_Short problem_. Extract word for word the part of the law firm marketing passage that begins with "Over time, attorneys" and ends after "reputation over time.".

_Text provided_.
Most people in a professional service business for any amount of time have learned that the quantity over quality equation will never add up to real revenue. That doesn’t mean it’s not tempting to throw lots of marketing messages out there to see if anyone bites. Or to follow the surprisingly popular speed-and-greed approach to buy as many leads as possible and churn out settlements.

The problem is the endorphin boost from a random advertising blitz and caseload infusion always wears off. And usually law firms that practice this low-value, high-turn approach realize it’s not an effective long-term marketing and advertising strategy.

Over time, attorneys that use advertising to ask for mass calls learn that a majority of those leads don’t pan out, either because they’re not legally defensible, they’re not a good fit for the firm’s proficiency or they’re not a strong client to begin with.

The energy spent trying to decipher real cases is a drain on resources that just doesn’t make solid business sense. Not only that, but asking for loads of “cheap” cases for short-term gain makes you look cheap. Your law practice may become a commodity and that will devalue your attorneys’ reputation over time.

_Source material_.

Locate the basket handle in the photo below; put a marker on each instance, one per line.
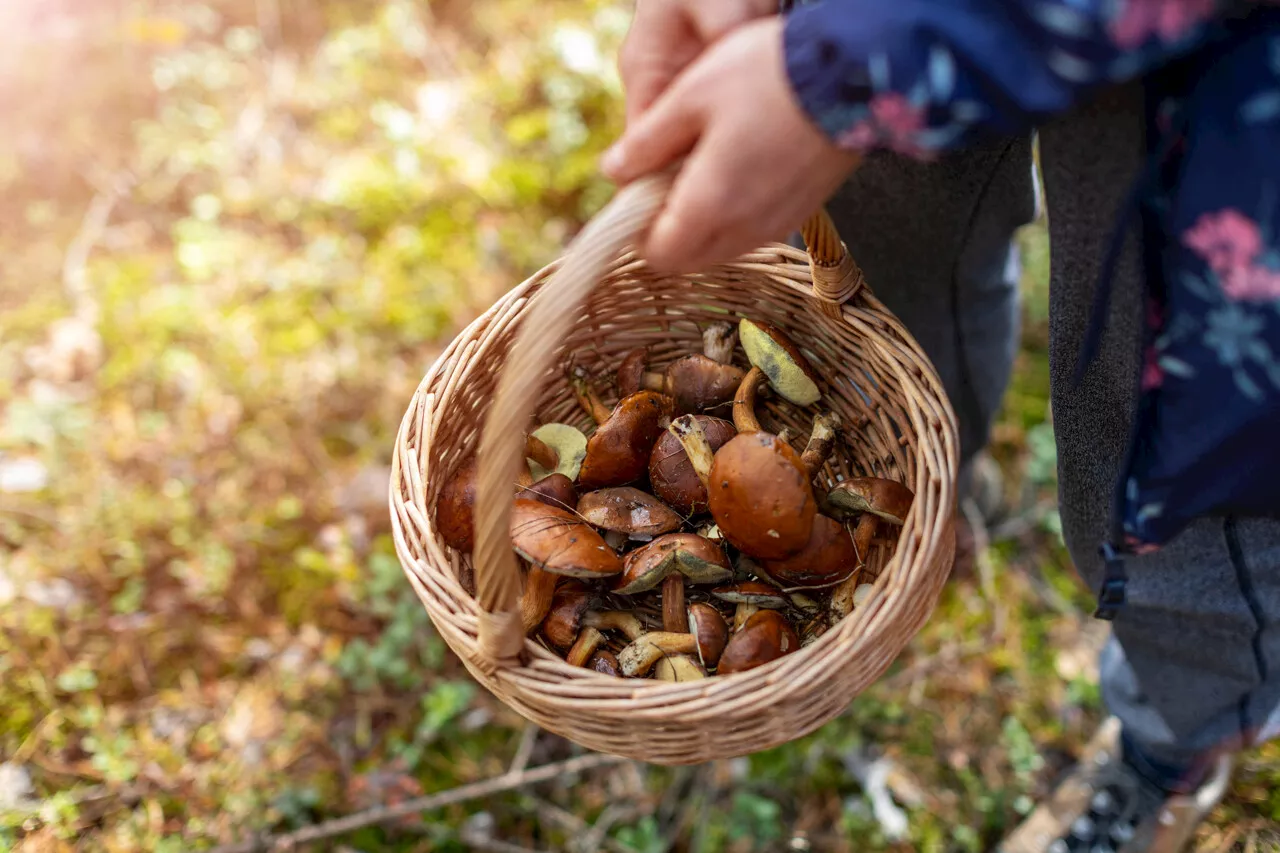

_Reply to the exercise_.
Over time, attorneys that use advertising to ask for mass calls learn that a majority of those leads don’t pan out, either because they’re not legally defensible, they’re not a good fit for the firm’s proficiency or they’re not a strong client to begin with.

The energy spent trying to decipher real cases is a drain on resources that just doesn’t make solid business sense. Not only that, but asking for loads of “cheap” cases for short-term gain makes you look cheap. Your law practice may become a commodity and that will devalue your attorneys’ reputation over time.